── Excerpted records
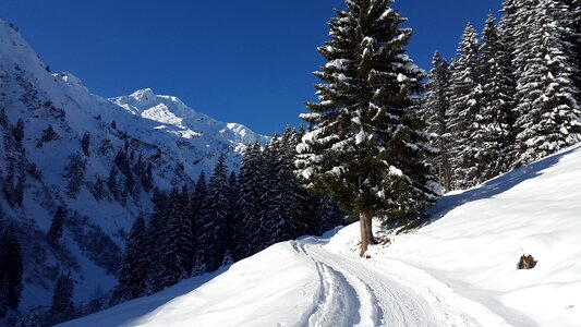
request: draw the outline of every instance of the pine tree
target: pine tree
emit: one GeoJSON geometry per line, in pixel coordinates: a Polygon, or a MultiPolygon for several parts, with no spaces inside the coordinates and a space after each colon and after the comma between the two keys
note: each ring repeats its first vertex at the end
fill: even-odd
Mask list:
{"type": "Polygon", "coordinates": [[[81,148],[83,149],[83,154],[85,156],[90,156],[90,153],[89,153],[89,145],[90,145],[90,134],[88,132],[85,132],[85,134],[83,134],[83,138],[81,138],[81,148]]]}
{"type": "Polygon", "coordinates": [[[203,267],[204,263],[202,259],[202,254],[198,254],[197,240],[201,237],[201,220],[202,220],[202,208],[206,201],[207,195],[207,184],[206,184],[206,173],[202,171],[197,178],[194,191],[192,192],[192,198],[190,199],[190,228],[192,230],[192,244],[190,256],[193,262],[193,275],[201,275],[204,272],[205,268],[203,267]]]}
{"type": "Polygon", "coordinates": [[[147,229],[147,294],[158,292],[165,284],[165,255],[169,244],[168,221],[170,203],[166,193],[154,191],[154,213],[147,229]]]}
{"type": "Polygon", "coordinates": [[[109,186],[109,191],[113,195],[114,199],[119,199],[119,189],[117,186],[117,168],[114,167],[114,165],[111,166],[111,170],[109,171],[107,186],[109,186]]]}
{"type": "Polygon", "coordinates": [[[450,72],[448,62],[438,51],[432,59],[433,69],[427,83],[425,120],[432,138],[432,146],[438,149],[435,166],[438,168],[439,183],[451,191],[451,167],[448,154],[448,110],[450,108],[450,72]]]}
{"type": "Polygon", "coordinates": [[[170,194],[170,220],[168,221],[169,242],[165,254],[168,284],[190,277],[192,274],[192,227],[187,218],[190,194],[187,187],[182,192],[173,187],[170,194]]]}
{"type": "Polygon", "coordinates": [[[24,140],[24,121],[19,118],[16,125],[12,129],[12,136],[16,142],[16,149],[22,149],[22,141],[24,140]]]}
{"type": "MultiPolygon", "coordinates": [[[[530,35],[517,45],[516,167],[581,141],[581,111],[572,74],[570,13],[557,0],[540,0],[528,23],[530,35]]],[[[524,28],[524,27],[523,27],[524,28]]]]}
{"type": "Polygon", "coordinates": [[[59,245],[62,238],[62,225],[64,222],[64,208],[59,206],[55,216],[52,216],[52,222],[47,232],[47,242],[50,246],[56,247],[59,245]]]}
{"type": "Polygon", "coordinates": [[[57,325],[75,317],[73,292],[74,284],[71,276],[61,274],[55,284],[52,303],[48,311],[47,320],[50,325],[57,325]]]}
{"type": "Polygon", "coordinates": [[[208,195],[202,210],[199,223],[198,247],[203,251],[206,271],[214,271],[220,267],[226,245],[223,238],[227,233],[226,219],[228,216],[228,172],[226,170],[226,157],[220,155],[214,173],[208,183],[208,195]]]}
{"type": "Polygon", "coordinates": [[[453,189],[470,187],[481,181],[484,117],[480,60],[476,32],[468,24],[450,68],[449,130],[453,189]]]}
{"type": "Polygon", "coordinates": [[[259,201],[263,194],[262,180],[263,170],[259,169],[261,146],[255,143],[249,146],[244,153],[244,159],[240,168],[239,177],[239,198],[235,214],[235,249],[233,252],[234,261],[242,259],[258,252],[262,244],[265,243],[266,235],[261,234],[258,227],[261,225],[257,213],[259,211],[259,201]]]}
{"type": "Polygon", "coordinates": [[[479,182],[492,179],[510,169],[515,144],[516,85],[512,63],[507,52],[507,38],[489,14],[483,32],[483,156],[479,182]]]}
{"type": "Polygon", "coordinates": [[[22,251],[12,227],[0,230],[0,317],[16,310],[22,293],[22,251]]]}
{"type": "Polygon", "coordinates": [[[226,230],[222,242],[225,243],[226,247],[226,254],[225,254],[225,263],[222,263],[222,266],[228,263],[233,263],[232,253],[234,252],[235,245],[234,245],[234,233],[237,230],[234,230],[235,225],[235,210],[237,210],[237,202],[238,202],[238,175],[234,171],[230,172],[230,175],[228,175],[228,187],[226,197],[228,199],[228,214],[226,216],[226,230]]]}
{"type": "Polygon", "coordinates": [[[361,255],[375,242],[374,214],[411,221],[436,198],[413,99],[423,72],[404,55],[411,31],[399,28],[404,19],[391,2],[347,1],[331,19],[330,40],[318,48],[327,60],[316,73],[319,102],[302,116],[313,130],[299,145],[300,173],[360,216],[361,255]]]}
{"type": "Polygon", "coordinates": [[[576,62],[576,69],[578,70],[577,74],[573,74],[576,88],[579,92],[577,97],[577,104],[581,106],[581,0],[565,0],[567,4],[569,4],[569,11],[571,13],[571,16],[573,17],[572,21],[572,35],[571,35],[571,43],[573,44],[573,62],[576,62]],[[577,19],[574,19],[577,17],[577,19]]]}
{"type": "Polygon", "coordinates": [[[125,243],[125,255],[119,266],[118,286],[113,290],[116,300],[131,300],[145,295],[147,279],[147,227],[143,216],[133,222],[125,243]]]}

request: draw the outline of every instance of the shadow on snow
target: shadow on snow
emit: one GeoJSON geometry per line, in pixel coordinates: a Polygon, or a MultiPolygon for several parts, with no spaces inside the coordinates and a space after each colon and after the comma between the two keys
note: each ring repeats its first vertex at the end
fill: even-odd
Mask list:
{"type": "Polygon", "coordinates": [[[492,198],[495,195],[504,193],[526,180],[538,177],[543,174],[543,170],[556,166],[565,156],[578,150],[579,148],[580,147],[572,147],[557,153],[533,164],[496,177],[479,186],[463,191],[462,193],[445,195],[438,199],[434,207],[429,209],[428,213],[431,219],[428,219],[428,221],[423,226],[427,226],[437,221],[446,216],[446,214],[448,214],[450,210],[461,205],[479,199],[492,198]]]}

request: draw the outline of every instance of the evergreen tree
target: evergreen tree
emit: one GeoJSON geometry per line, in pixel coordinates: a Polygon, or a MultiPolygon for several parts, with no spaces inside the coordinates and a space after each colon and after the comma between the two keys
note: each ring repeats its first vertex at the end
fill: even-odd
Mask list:
{"type": "Polygon", "coordinates": [[[16,149],[22,149],[22,140],[24,140],[24,121],[19,118],[16,125],[12,129],[12,136],[16,142],[16,149]]]}
{"type": "Polygon", "coordinates": [[[432,59],[433,69],[427,83],[425,120],[432,138],[431,145],[438,149],[435,166],[438,168],[439,183],[451,191],[451,167],[448,154],[448,110],[450,108],[450,72],[448,62],[438,51],[432,59]]]}
{"type": "Polygon", "coordinates": [[[158,292],[165,284],[165,255],[169,244],[168,222],[170,219],[168,196],[159,190],[154,191],[154,213],[147,229],[147,294],[158,292]]]}
{"type": "Polygon", "coordinates": [[[232,253],[234,252],[234,233],[237,230],[234,230],[235,225],[235,210],[237,210],[237,202],[238,202],[238,177],[237,173],[231,171],[230,175],[228,177],[228,189],[226,197],[228,199],[228,214],[226,216],[226,230],[225,230],[225,237],[223,237],[223,243],[226,247],[227,254],[225,254],[225,263],[222,263],[222,266],[225,264],[231,264],[233,263],[232,253]],[[228,256],[228,257],[227,257],[228,256]]]}
{"type": "Polygon", "coordinates": [[[118,284],[113,290],[116,300],[131,300],[145,295],[147,279],[147,228],[143,216],[133,222],[125,243],[125,255],[119,266],[118,284]]]}
{"type": "Polygon", "coordinates": [[[202,254],[198,255],[197,240],[201,238],[201,220],[202,220],[202,208],[206,201],[207,195],[207,184],[206,184],[206,173],[202,171],[197,178],[194,191],[192,192],[192,198],[190,199],[190,228],[192,230],[192,244],[190,256],[193,262],[193,275],[201,275],[204,272],[205,268],[203,267],[204,261],[202,259],[202,254]]]}
{"type": "Polygon", "coordinates": [[[481,181],[484,117],[480,60],[476,32],[468,24],[450,68],[449,129],[453,189],[470,187],[481,181]]]}
{"type": "Polygon", "coordinates": [[[114,165],[111,166],[111,170],[109,171],[107,186],[109,186],[109,191],[111,191],[111,194],[113,195],[114,199],[119,199],[119,189],[117,186],[117,168],[114,165]]]}
{"type": "Polygon", "coordinates": [[[57,325],[75,317],[73,292],[74,284],[71,276],[61,274],[55,284],[52,303],[47,315],[47,320],[50,325],[57,325]]]}
{"type": "Polygon", "coordinates": [[[173,187],[170,194],[170,220],[168,221],[169,243],[165,254],[167,284],[190,277],[192,274],[192,227],[187,217],[190,194],[187,187],[182,192],[173,187]]]}
{"type": "Polygon", "coordinates": [[[228,172],[226,170],[225,156],[220,155],[214,173],[208,183],[208,194],[204,208],[202,209],[202,219],[199,221],[198,247],[202,250],[202,257],[207,271],[214,271],[220,267],[226,253],[223,238],[227,233],[228,226],[226,219],[228,216],[228,172]]]}
{"type": "Polygon", "coordinates": [[[90,145],[90,134],[88,132],[85,132],[85,134],[83,134],[83,138],[81,138],[81,148],[83,149],[83,154],[85,156],[90,156],[90,153],[89,153],[89,145],[90,145]]]}
{"type": "MultiPolygon", "coordinates": [[[[1,227],[1,226],[0,226],[1,227]]],[[[0,230],[0,317],[16,310],[22,293],[22,251],[12,227],[0,230]]]]}
{"type": "Polygon", "coordinates": [[[503,31],[489,14],[483,32],[483,156],[480,182],[509,170],[513,161],[516,85],[503,31]]]}
{"type": "Polygon", "coordinates": [[[258,232],[261,221],[257,213],[261,209],[259,201],[263,194],[263,183],[261,182],[263,170],[259,169],[261,155],[261,146],[257,143],[249,146],[240,168],[239,197],[234,217],[235,230],[239,232],[235,237],[234,261],[258,252],[262,249],[261,244],[264,244],[266,239],[266,235],[258,232]]]}
{"type": "Polygon", "coordinates": [[[570,41],[573,45],[573,56],[572,61],[574,62],[577,74],[573,74],[573,82],[578,93],[577,104],[581,106],[581,0],[564,0],[565,3],[569,5],[568,12],[571,13],[573,17],[572,21],[572,34],[570,36],[570,41]]]}
{"type": "Polygon", "coordinates": [[[414,95],[423,73],[404,55],[410,29],[391,0],[350,0],[329,22],[330,40],[318,51],[319,102],[303,114],[313,130],[299,145],[306,183],[360,216],[364,255],[372,216],[389,221],[422,217],[436,198],[425,164],[427,142],[414,95]]]}
{"type": "Polygon", "coordinates": [[[64,208],[59,206],[55,216],[52,216],[52,222],[47,232],[47,242],[50,246],[56,247],[59,245],[62,238],[62,223],[64,222],[64,208]]]}
{"type": "MultiPolygon", "coordinates": [[[[581,140],[571,63],[572,17],[557,0],[538,0],[528,12],[530,35],[516,45],[517,142],[516,167],[530,164],[581,140]]],[[[523,27],[525,28],[525,27],[523,27]]]]}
────
Task description:
Extract, word for word, the part of the listing above that opens with the line containing "request: draw the outline of every instance of the shadow" and closes with the line containing "target: shadow on snow", including both of those lines.

Answer to this problem:
request: draw the outline of every instance of the shadow on snow
target: shadow on snow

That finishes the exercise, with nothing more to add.